Problem statement - List every line of the material below that contains the word "overcast".

Material for this task -
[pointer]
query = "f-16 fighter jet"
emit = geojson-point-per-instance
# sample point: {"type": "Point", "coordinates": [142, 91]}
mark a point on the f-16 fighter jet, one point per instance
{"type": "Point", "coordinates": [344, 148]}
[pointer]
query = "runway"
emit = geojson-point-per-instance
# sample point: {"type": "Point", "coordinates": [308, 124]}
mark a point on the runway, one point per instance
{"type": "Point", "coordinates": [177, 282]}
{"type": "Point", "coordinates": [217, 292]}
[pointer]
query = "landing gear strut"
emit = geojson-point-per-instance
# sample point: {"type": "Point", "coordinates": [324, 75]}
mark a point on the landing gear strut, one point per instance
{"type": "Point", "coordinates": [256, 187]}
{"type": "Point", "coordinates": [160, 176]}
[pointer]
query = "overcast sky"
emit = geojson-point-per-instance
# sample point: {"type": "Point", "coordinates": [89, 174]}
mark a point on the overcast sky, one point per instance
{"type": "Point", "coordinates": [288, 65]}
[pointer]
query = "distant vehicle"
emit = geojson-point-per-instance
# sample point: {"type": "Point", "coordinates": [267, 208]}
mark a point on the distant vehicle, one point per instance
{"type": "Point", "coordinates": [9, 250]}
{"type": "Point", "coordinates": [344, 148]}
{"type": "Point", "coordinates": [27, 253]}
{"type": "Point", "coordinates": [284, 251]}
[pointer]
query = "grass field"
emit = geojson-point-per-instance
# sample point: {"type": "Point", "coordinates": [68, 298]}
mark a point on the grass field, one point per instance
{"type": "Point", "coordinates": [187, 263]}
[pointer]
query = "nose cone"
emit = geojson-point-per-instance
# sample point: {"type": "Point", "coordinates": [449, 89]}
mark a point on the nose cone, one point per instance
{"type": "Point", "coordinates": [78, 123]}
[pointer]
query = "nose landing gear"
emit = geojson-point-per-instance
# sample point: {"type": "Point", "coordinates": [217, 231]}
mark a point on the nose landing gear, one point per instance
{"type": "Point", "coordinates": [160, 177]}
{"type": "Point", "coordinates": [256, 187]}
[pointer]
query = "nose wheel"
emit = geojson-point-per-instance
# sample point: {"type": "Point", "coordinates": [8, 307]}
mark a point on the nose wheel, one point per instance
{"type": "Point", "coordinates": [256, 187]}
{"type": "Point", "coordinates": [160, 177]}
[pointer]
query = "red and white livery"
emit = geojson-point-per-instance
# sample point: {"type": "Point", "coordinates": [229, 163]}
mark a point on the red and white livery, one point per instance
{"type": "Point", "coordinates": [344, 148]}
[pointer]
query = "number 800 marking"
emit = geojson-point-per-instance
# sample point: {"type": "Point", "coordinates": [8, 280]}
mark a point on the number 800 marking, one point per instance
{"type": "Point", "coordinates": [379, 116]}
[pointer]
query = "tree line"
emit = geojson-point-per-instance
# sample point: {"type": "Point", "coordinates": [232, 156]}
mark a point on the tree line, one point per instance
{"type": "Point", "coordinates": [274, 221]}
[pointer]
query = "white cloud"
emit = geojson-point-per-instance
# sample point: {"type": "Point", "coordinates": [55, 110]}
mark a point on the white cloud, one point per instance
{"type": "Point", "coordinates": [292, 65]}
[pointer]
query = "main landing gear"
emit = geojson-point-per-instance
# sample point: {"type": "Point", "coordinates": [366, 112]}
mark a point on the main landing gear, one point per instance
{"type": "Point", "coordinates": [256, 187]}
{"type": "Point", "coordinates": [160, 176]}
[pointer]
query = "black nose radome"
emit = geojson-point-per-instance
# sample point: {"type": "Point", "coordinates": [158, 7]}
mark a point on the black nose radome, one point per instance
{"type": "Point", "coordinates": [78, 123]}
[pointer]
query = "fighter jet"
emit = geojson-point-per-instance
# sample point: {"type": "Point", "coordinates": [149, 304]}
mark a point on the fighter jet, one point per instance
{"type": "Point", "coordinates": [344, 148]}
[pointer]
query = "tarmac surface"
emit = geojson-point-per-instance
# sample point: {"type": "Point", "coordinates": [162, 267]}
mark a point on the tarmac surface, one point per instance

Response to the task -
query = "overcast sky"
mark a point on the overcast sky, one point per instance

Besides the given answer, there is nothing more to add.